[Image location labeling entries]
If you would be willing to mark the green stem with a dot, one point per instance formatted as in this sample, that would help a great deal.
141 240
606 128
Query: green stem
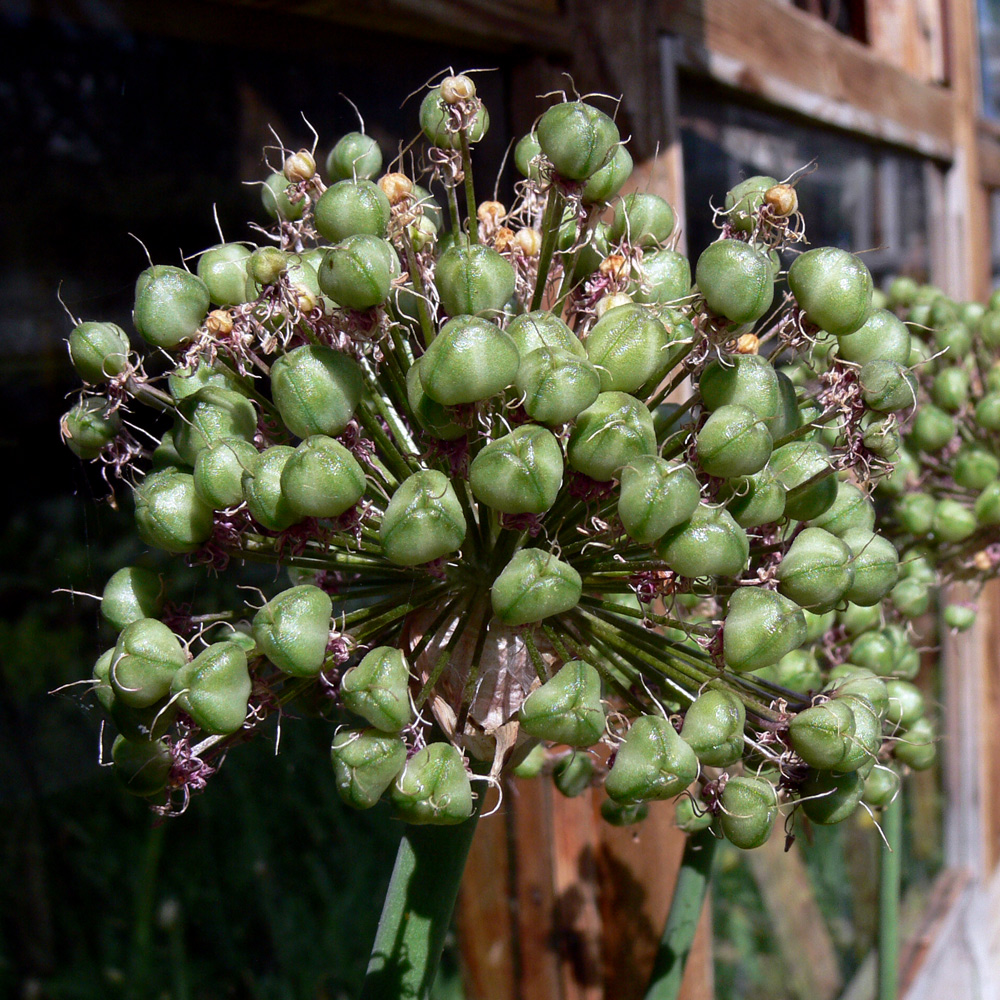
682 921
417 910
888 899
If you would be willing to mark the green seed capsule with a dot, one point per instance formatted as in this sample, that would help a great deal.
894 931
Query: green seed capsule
145 659
577 139
736 280
170 305
567 708
470 360
733 442
534 585
711 543
433 787
99 351
348 208
749 809
611 433
130 594
652 763
761 627
833 287
316 390
423 521
292 630
520 473
713 727
378 689
656 496
365 764
322 478
355 156
170 515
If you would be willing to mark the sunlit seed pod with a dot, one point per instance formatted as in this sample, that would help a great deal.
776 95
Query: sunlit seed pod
131 593
833 287
473 280
829 798
577 138
744 202
99 351
316 390
170 305
170 515
655 496
350 207
423 521
354 155
519 473
214 688
567 708
322 478
749 809
365 764
612 432
820 735
736 280
534 585
761 626
142 767
266 502
292 630
816 571
145 659
377 689
711 543
471 359
733 442
642 219
652 763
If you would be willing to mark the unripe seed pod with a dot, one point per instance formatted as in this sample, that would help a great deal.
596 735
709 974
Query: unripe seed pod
142 767
733 442
749 809
628 347
567 708
423 521
365 764
473 280
351 207
433 787
355 155
292 630
469 360
170 515
761 627
170 305
99 351
577 138
713 727
145 659
656 495
652 763
378 689
86 430
736 280
520 473
608 435
316 390
130 594
534 585
711 543
214 688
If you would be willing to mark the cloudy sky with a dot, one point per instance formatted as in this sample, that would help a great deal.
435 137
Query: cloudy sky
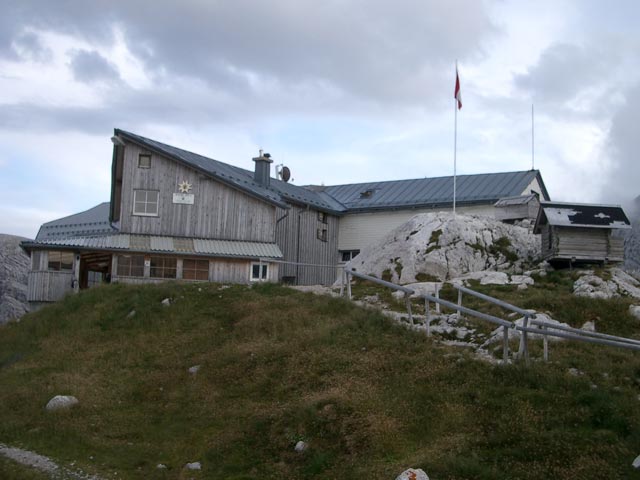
340 91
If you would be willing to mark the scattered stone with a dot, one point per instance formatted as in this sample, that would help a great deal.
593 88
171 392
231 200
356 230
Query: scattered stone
61 402
413 474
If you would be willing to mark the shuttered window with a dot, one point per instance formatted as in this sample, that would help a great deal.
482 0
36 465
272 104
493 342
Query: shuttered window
145 202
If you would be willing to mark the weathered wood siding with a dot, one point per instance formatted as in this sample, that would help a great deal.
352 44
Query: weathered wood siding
358 230
45 286
221 270
297 237
581 244
218 211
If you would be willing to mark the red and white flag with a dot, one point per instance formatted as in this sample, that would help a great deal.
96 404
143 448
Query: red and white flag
456 93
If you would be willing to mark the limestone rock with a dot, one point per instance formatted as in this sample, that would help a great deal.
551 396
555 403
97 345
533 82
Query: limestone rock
14 268
413 474
443 246
60 402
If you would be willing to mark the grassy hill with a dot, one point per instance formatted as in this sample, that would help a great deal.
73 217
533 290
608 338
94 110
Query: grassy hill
277 366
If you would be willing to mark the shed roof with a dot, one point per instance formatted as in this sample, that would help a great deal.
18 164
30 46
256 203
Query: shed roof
162 244
94 221
581 215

• Direction
Return, unchanged, every line of the material from the one containing "If you would be willing to mark the shed" through the final line, with both ends included.

• Result for this task
If you would be willing to mark the shed roof with a dot, one point per instance formatted as in this sample, that would help a great deal.
18 164
30 46
256 203
Query: shed roof
162 244
94 221
581 215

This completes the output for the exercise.